(Beginning of Text)

Friends Who Will Be There Whenever We Call
My friend, Ann (who, by the way, I hadn't seen or talked to in at least three decades) and I reconnected at a 50th reunion with a group of sorority sisters from the University of Michigan. I'll admit: I wasn't that keen on attending. I wasn't sure I had much in common with the others, except that we were all in our seventies and had shared a similar college experience at a prestigious mid western university.
Ann had been my roommate junior year, been a bridesmaid in my first wedding (I've had two), moved to Chicago where we helped make her transition a smooth one, and then disappeared. I don't mean disappeared like in an episode of "Dateline." Just disappeared from my life. (What made our "breakup" even more painful was that Ann continued a relationship with my ex-husband. What was up with that?)
Now, I'll admit that I was not a truth teller as a 36-year-old. That took maybe another fifteen years. I stewed, replayed imaginary conversations over and over again in my head, but never once picked up the phone to talk to Ann and express my disappointment and hurt. It was easier back then to continue the habit of stuffing feelings under the rug and hope that they would just go away. Poof.
By the time I saw Anne at the college reunion, I'd grown a pair of cohonies. I'd discovered through trial and error, that direct expression in a nonjudgmental way cures just about everything that ails you. People don't dislike you because of your sincere honesty; you give them a gift, an open invitation, to respond to you in kind.

(End of Text)
(Beginning of Raw data)

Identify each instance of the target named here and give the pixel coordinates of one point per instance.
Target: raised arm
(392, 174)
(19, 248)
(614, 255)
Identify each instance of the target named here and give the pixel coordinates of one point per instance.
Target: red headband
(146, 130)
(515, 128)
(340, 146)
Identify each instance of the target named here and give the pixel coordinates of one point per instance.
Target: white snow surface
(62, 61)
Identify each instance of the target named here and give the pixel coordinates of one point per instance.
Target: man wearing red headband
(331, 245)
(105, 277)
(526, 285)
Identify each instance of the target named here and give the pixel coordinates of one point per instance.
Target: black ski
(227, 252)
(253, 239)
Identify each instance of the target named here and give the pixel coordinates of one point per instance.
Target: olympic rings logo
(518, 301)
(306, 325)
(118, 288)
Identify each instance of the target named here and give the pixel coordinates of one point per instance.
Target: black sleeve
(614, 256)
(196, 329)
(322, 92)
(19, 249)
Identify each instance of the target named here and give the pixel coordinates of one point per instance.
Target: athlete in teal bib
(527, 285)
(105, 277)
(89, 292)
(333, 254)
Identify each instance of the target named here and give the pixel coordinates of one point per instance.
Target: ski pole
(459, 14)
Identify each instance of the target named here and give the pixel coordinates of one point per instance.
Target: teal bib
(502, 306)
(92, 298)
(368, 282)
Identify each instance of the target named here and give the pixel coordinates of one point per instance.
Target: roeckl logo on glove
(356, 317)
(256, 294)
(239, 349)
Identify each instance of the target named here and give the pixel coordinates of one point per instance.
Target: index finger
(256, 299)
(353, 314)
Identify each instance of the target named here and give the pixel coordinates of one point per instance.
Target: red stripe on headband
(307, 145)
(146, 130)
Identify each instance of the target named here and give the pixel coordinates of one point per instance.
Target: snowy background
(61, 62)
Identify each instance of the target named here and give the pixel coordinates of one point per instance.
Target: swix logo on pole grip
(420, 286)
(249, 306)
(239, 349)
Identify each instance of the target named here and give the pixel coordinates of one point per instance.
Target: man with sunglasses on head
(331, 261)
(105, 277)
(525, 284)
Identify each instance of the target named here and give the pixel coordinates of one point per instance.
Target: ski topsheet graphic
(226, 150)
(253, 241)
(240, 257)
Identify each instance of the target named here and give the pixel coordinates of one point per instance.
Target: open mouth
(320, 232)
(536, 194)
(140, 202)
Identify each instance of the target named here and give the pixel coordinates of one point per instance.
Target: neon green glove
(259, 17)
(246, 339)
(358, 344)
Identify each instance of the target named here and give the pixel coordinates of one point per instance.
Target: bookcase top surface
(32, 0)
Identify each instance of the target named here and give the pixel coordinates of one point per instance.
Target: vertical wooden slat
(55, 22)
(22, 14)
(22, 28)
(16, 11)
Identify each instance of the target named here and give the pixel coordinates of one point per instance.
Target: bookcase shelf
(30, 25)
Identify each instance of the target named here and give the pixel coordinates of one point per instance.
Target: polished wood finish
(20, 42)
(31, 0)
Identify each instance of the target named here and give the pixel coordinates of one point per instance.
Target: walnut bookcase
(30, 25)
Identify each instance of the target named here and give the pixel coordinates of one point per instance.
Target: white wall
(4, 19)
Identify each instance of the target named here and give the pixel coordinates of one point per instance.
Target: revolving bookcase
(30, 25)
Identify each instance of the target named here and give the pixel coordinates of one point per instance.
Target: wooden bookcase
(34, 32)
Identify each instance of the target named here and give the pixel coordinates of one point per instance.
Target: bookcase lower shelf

(End of Raw data)

#### Tasks to complete
#1 Quote the essay about reconnecting with Ann word for word, from "Friends Who Will" up to and including "mid western university.".
#2 The essay about reconnecting with Ann has a sentence that begins "Ann had been my roommate junior year". List each thing that sentence says Ann did.
#3 Carry on the essay about reconnecting with Ann from its last sentence.

#### Task results
#1
Friends Who Will Be There Whenever We Call
My friend, Ann (who, by the way, I hadn't seen or talked to in at least three decades) and I reconnected at a 50th reunion with a group of sorority sisters from the University of Michigan. I'll admit: I wasn't that keen on attending. I wasn't sure I had much in common with the others, except that we were all in our seventies and had shared a similar college experience at a prestigious mid western university.

#2
- Was the writer's roommate junior year
- Was a bridesmaid in the writer's first wedding
- Moved to Chicago
- Disappeared

#3
And that's what Ann did. Though she had no memory of what caused the rift between us or, for that matter, that there was a rift, she apologized in that soft, soothing voice that encouraged co workers, friends, and family to listen up.
Ann looked better than I'd remembered. Her dark brown hair, now sprinkled with light highlights, grazed her shoulders. She'd kept in shape and, as best as I could tell, was rock solid without that soft belly and tire around the waist that many of us older women juggle. (Jiggle?) Ann is dealing with a progressive disease but showed no signs of self-pity. Instead, she is running marathons and is active in a group of senior who find relief from the complications of Parkinson’s and much more by regularly attending a boxing class called Rock Steady Boxing. You can check out her book, Steady As A Rock, on Amazon at:
And now Ann has written a book about women and aging titled New Old Friends. The book is about, according to the blurb on Amazon, "a special group of women in their 90s, who can see age 100 on the horizon. It is based on interviews as well as informal conversations with these women. All reside in the same senior living community; all have had wonderful lives. And, all have experienced great loss, great sorrow in their long lifetimes. . .But they are in life to live."
There is so much to learn from these women about how to enjoy new friends, stay active, invested, to carry on with a spirit of not just endurance but of joy.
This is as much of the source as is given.